■ TASK: Can you change "dot" to "marker" in the saved entries, from the first line through the line with "x=227, y=221", and write those lines out again with nothing else altered?

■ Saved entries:
* start *

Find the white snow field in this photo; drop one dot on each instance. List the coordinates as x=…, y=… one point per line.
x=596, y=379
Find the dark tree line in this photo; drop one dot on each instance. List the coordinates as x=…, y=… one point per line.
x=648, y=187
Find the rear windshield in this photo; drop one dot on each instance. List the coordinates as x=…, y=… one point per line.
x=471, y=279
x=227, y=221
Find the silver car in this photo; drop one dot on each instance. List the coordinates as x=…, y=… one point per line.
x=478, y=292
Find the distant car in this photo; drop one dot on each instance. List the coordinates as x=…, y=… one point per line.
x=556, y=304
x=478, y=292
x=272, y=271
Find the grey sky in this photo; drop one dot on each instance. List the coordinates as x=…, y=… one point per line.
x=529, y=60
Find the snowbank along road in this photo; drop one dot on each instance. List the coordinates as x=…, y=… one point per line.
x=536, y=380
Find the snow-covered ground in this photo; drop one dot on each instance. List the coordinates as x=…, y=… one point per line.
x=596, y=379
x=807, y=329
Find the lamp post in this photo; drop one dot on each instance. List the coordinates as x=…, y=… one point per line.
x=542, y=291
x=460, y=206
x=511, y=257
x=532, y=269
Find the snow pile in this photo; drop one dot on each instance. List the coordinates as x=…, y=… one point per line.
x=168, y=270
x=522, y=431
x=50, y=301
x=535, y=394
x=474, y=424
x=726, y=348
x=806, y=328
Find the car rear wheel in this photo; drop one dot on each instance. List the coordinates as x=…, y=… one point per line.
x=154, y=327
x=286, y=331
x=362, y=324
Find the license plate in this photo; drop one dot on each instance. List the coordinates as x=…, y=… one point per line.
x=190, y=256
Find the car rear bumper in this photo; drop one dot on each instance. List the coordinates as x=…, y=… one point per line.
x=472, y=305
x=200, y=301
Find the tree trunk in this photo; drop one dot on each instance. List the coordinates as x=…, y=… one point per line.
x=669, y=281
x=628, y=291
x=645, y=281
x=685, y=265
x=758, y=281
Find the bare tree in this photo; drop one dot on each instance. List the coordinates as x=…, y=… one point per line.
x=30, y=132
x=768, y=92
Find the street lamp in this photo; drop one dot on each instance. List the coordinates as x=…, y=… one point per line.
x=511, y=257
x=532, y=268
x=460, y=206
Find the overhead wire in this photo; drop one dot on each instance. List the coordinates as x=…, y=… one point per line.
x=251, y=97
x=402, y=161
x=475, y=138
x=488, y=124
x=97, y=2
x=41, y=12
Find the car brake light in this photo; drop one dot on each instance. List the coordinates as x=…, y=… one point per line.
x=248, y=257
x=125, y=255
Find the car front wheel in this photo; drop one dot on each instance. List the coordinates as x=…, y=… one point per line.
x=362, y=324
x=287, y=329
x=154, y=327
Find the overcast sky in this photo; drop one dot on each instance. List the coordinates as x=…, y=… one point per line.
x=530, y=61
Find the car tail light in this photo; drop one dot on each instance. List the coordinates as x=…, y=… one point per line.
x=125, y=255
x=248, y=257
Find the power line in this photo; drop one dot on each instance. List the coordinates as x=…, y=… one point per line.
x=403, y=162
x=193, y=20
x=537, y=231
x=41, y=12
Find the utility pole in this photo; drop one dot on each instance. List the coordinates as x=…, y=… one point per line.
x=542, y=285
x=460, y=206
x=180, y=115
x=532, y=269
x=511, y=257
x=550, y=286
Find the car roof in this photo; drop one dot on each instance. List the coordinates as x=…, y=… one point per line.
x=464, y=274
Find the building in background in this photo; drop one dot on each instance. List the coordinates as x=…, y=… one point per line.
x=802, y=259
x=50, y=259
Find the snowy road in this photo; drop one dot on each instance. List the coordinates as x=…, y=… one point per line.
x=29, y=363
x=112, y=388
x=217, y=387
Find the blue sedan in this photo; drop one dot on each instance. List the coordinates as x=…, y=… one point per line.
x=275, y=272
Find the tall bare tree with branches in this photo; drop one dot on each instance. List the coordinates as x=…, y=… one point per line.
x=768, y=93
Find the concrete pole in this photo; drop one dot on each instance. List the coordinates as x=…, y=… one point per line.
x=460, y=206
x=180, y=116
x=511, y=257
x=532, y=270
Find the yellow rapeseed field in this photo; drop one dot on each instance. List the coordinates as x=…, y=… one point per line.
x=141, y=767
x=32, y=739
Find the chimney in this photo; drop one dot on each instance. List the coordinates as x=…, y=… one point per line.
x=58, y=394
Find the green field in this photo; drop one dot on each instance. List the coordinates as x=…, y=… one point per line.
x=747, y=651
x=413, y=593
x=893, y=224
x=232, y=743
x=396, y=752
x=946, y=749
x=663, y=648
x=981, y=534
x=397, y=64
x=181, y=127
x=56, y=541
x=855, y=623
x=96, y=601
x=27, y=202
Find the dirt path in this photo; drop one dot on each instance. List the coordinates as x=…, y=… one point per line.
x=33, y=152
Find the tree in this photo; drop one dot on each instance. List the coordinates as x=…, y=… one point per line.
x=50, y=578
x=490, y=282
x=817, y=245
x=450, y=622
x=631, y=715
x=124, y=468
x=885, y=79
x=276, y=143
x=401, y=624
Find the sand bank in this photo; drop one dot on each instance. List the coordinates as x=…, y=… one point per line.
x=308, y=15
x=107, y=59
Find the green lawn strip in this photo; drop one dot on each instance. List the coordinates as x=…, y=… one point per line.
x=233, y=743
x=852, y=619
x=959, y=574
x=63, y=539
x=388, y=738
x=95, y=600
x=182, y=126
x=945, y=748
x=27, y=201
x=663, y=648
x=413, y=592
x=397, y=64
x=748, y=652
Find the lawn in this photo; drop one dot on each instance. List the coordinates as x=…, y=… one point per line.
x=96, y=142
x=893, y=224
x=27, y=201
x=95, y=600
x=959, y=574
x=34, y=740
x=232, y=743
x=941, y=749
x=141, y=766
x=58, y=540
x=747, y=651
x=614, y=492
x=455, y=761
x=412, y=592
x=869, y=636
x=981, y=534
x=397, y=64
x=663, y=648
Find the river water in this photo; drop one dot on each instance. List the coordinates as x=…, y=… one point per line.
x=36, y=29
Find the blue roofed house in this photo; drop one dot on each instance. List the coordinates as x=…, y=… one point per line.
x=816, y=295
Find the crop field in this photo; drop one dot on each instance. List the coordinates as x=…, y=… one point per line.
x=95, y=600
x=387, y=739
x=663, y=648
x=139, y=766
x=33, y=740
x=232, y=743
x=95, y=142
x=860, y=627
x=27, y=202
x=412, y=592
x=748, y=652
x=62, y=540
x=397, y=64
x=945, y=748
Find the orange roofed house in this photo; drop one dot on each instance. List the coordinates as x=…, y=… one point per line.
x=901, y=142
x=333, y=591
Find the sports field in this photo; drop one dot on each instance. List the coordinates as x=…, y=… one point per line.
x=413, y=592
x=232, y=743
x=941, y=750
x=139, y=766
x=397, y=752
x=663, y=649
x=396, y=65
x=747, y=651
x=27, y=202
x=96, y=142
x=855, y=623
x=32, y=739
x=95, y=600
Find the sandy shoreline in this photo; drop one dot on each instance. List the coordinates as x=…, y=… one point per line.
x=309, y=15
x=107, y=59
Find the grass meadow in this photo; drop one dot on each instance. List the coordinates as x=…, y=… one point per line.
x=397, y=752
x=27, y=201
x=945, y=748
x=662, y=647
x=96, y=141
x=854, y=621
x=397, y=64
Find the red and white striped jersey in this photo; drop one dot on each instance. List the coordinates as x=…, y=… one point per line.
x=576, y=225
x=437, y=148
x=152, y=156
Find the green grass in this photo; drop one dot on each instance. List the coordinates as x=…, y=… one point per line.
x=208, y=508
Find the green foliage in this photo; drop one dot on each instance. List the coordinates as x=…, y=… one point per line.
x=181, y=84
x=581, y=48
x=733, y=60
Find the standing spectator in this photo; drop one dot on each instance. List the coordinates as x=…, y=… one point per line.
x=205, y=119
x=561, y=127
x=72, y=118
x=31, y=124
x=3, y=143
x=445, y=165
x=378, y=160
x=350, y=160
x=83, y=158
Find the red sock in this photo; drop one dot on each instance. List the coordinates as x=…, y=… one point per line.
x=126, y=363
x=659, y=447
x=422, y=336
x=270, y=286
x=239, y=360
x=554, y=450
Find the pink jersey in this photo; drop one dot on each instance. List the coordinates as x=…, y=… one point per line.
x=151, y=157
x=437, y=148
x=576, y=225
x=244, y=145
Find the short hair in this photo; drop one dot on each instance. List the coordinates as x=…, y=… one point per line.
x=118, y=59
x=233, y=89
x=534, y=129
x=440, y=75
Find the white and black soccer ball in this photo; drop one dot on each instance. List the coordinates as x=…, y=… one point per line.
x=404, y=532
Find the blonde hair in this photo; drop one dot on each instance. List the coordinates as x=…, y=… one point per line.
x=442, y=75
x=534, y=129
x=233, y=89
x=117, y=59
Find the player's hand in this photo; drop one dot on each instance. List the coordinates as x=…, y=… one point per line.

* end *

■ SOLVED PROBLEM:
Find the white snow field in this photo; drop one marker on each instance. List the coordinates as x=…, y=… one point per line.
x=596, y=379
Find the dark tree line in this photo; drop one marker on each instance. List the coordinates as x=…, y=… one point per line.
x=648, y=187
Find the rear windshield in this photo; drop one marker on each instance. List the coordinates as x=…, y=… one point per line.
x=471, y=279
x=227, y=221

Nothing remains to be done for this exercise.